— START Dataset extract —

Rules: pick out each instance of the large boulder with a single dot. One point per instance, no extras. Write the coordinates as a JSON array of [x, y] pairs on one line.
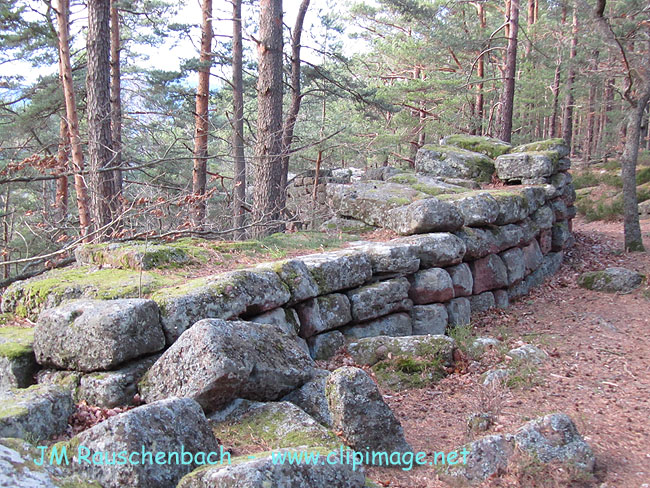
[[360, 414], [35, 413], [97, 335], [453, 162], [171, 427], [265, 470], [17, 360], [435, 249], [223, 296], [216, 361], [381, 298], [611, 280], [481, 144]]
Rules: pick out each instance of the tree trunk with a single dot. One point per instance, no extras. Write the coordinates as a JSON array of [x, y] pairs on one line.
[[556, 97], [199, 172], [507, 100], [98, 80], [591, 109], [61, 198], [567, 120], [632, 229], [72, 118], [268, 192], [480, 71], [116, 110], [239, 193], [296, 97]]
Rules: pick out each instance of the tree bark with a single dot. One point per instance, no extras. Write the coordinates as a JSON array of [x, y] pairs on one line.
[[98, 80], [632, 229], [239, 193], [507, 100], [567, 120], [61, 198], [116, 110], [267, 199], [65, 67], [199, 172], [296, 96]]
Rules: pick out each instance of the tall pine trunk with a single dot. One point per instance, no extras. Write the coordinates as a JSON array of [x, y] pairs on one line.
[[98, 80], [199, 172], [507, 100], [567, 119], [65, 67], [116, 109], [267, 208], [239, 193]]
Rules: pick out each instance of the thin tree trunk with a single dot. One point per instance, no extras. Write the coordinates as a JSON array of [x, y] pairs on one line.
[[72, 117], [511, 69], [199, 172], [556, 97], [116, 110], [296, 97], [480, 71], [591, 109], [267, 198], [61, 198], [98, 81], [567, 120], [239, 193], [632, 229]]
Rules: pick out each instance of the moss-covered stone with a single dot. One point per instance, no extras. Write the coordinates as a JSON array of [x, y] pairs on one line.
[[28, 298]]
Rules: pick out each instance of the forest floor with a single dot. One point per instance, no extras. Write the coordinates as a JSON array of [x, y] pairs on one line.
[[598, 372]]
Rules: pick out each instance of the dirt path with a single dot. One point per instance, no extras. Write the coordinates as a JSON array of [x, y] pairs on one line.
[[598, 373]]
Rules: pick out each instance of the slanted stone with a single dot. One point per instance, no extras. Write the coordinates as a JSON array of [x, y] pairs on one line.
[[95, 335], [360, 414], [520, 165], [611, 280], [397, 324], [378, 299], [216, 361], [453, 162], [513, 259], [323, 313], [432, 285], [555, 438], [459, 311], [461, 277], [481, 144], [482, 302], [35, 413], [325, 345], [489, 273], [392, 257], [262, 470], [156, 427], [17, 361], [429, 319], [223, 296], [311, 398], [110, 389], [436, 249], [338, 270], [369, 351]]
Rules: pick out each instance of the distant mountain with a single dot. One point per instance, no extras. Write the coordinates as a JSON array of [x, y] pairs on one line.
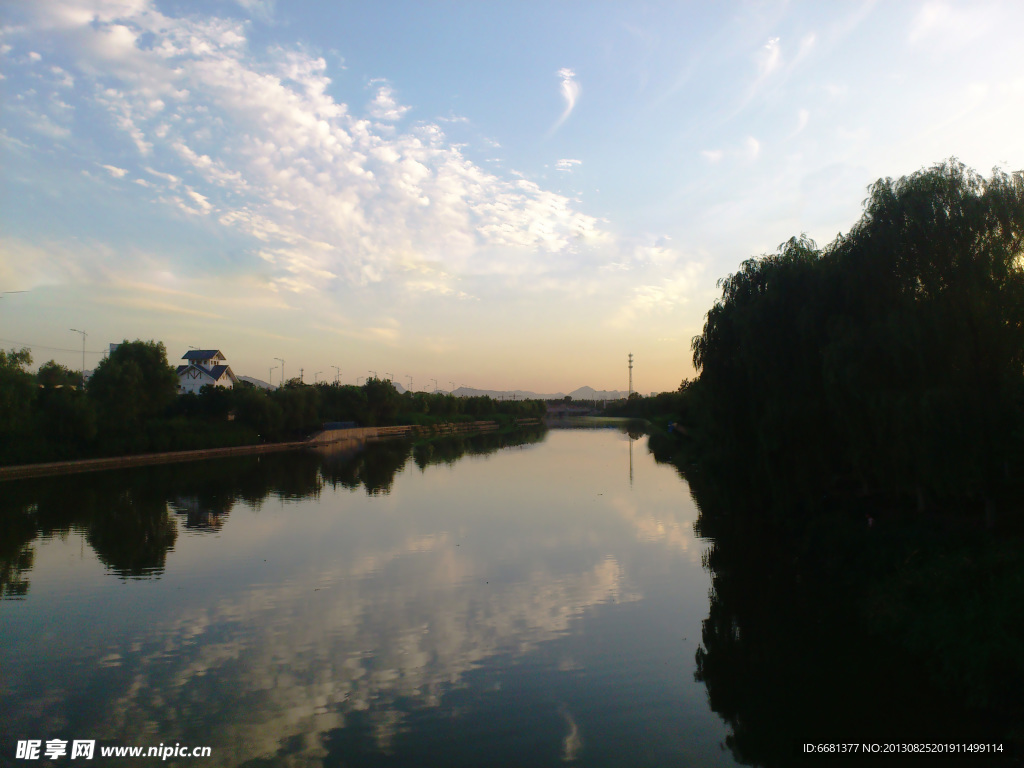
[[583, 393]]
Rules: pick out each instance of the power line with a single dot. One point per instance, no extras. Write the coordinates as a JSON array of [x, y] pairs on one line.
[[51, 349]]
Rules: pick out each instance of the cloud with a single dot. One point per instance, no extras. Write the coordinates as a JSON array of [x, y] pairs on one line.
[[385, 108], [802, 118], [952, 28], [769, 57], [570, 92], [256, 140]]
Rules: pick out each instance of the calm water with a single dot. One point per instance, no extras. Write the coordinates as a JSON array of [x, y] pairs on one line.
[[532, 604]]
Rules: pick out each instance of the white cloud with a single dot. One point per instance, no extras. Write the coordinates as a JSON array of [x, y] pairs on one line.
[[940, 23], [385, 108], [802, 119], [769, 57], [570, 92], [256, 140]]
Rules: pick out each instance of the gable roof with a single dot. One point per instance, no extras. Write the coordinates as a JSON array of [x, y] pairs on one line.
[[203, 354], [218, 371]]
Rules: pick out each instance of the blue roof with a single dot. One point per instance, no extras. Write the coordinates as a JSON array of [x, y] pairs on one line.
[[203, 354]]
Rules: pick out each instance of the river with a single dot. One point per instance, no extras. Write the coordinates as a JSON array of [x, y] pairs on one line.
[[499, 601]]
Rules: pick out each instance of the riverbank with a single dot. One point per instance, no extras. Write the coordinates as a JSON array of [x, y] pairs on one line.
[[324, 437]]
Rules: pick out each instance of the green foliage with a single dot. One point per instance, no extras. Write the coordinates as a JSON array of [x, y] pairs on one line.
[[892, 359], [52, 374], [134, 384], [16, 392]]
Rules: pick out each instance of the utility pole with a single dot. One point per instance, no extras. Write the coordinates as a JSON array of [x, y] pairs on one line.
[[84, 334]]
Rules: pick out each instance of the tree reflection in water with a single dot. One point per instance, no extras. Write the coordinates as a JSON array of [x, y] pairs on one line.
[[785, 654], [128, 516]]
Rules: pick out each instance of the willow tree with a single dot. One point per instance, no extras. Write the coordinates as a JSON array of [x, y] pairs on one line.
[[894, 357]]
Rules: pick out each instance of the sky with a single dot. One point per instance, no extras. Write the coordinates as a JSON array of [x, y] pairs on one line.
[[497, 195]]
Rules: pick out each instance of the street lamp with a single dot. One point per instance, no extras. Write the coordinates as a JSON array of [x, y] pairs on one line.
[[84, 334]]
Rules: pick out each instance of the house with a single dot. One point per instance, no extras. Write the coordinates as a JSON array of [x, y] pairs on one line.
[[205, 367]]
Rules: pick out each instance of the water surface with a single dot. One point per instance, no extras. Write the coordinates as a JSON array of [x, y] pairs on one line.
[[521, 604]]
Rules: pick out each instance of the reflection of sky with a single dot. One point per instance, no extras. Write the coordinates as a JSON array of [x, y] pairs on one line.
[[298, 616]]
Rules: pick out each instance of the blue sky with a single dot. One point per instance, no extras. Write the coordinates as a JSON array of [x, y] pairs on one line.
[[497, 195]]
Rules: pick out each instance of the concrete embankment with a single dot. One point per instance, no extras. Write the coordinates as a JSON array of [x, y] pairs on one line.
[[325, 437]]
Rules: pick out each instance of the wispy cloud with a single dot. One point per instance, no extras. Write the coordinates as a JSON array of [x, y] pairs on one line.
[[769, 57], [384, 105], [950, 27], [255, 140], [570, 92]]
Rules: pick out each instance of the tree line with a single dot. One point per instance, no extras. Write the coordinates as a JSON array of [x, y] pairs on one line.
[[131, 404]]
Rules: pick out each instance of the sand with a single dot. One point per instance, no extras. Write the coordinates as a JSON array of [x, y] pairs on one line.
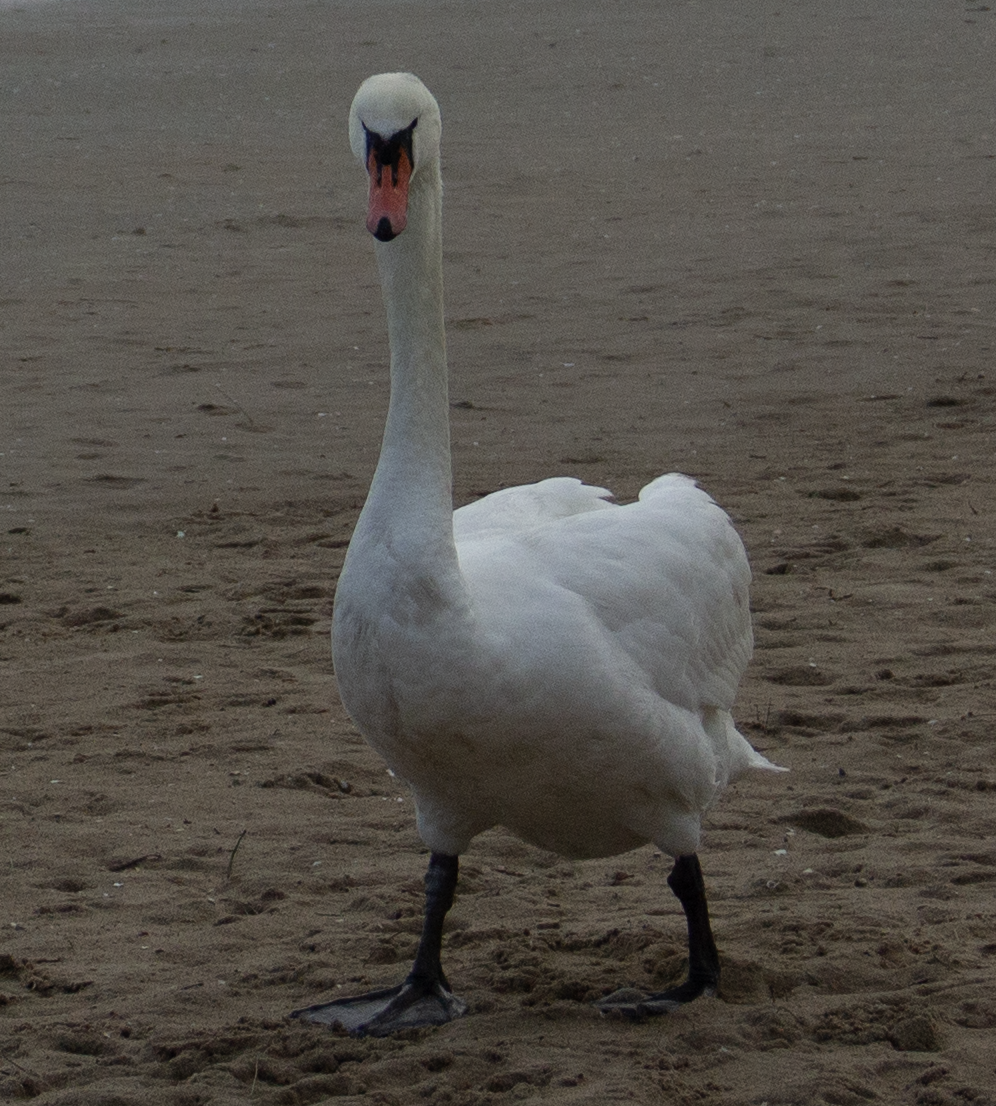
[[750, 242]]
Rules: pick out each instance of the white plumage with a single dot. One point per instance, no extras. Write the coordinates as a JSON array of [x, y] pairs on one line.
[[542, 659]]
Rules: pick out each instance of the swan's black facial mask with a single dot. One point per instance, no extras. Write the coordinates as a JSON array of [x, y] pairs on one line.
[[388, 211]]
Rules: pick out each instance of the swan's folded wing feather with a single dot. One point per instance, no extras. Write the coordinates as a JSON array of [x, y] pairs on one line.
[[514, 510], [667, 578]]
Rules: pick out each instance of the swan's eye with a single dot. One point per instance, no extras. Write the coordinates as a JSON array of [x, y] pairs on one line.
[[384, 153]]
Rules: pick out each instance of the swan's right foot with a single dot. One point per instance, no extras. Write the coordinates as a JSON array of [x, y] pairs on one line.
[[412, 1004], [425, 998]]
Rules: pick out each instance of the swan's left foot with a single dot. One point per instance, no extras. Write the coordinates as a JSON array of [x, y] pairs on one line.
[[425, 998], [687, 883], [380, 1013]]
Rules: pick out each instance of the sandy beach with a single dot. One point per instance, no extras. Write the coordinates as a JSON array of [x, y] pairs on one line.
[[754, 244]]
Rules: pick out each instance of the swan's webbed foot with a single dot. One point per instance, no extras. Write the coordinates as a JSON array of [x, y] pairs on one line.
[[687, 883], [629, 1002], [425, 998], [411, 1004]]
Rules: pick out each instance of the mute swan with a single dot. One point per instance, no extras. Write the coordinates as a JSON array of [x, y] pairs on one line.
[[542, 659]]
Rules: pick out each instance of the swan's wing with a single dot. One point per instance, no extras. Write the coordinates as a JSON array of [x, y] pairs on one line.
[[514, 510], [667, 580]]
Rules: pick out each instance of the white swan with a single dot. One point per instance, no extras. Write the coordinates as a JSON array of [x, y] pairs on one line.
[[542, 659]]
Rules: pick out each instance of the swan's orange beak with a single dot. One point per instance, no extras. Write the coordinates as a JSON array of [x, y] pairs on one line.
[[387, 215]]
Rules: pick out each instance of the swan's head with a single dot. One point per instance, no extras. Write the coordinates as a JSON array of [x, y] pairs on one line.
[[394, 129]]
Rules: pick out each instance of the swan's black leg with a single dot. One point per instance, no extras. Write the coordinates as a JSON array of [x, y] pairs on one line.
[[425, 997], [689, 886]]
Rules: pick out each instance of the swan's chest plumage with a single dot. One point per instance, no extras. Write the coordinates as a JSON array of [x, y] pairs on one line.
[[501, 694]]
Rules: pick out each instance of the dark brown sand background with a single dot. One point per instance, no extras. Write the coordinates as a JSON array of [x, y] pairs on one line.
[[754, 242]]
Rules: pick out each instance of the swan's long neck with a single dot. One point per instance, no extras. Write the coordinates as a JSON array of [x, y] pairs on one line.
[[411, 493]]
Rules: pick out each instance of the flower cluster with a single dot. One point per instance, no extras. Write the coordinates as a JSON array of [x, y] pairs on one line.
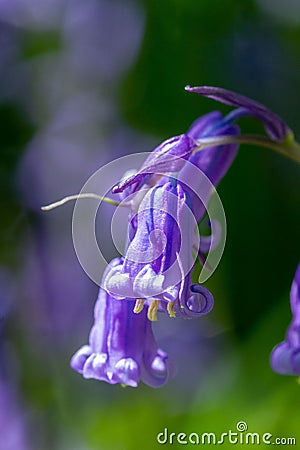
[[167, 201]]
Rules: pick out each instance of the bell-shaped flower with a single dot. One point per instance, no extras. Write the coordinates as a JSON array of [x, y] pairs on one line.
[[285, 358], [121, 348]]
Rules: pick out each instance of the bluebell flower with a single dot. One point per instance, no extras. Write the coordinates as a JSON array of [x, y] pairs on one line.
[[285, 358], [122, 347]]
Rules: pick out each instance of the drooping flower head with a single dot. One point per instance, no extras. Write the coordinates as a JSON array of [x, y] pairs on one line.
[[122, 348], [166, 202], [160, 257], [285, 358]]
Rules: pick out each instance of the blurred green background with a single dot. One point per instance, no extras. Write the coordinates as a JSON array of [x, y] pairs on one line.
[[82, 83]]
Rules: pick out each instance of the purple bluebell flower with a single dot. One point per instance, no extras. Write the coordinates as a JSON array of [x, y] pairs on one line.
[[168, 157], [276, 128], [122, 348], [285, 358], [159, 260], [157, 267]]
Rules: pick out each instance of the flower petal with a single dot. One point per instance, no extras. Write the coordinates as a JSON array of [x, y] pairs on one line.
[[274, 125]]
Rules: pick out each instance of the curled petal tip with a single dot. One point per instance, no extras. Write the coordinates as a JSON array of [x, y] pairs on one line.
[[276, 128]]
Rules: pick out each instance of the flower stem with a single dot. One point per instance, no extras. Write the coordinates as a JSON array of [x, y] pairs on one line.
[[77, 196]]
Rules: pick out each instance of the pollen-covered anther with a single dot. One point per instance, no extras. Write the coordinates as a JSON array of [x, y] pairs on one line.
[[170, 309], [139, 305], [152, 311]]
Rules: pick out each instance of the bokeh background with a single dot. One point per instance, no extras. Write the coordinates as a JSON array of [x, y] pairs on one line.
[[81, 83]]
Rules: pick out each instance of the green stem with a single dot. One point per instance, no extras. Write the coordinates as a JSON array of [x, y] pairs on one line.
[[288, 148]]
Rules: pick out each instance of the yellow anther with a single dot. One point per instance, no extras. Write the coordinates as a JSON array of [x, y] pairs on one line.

— END Dataset extract —

**Problem statement**
Revise the data starting at the line that contains "Rules: pick out each instance of the curled" and ending at the line that contains "[[288, 148]]", replacing "pick out" with "mark" and leaving everything else unchanged.

**Answer to the task**
Rules: mark each instance of the curled petal tip with a single dot. One point per instance, no extras. Write the coordinates as a JSON array of [x, y] pairs on one line.
[[276, 128]]
Rules: mark each instance of the flower stem with a single dot. One point per instance, no extras. Write the coordinates as a JSON array of [x, y] pairs on one line.
[[77, 196]]
Rules: mark each instance of the pollen-covered anther with a single dot. One point per instance, no extras. Write the coordinates as a JSON array of [x, y] pairs on one line.
[[170, 309], [139, 305], [152, 311]]
Rules: mark each instance of the bokeh background with a single dot. One point per instance, no extras. Write the coordinates as a JSON array of [x, y] pairs on one line.
[[81, 83]]
Rules: mark each instance of the green stem with a single dot. One point per instance, no extras. Write the coordinates as a JSON array of [x, y] pairs on one line.
[[288, 148]]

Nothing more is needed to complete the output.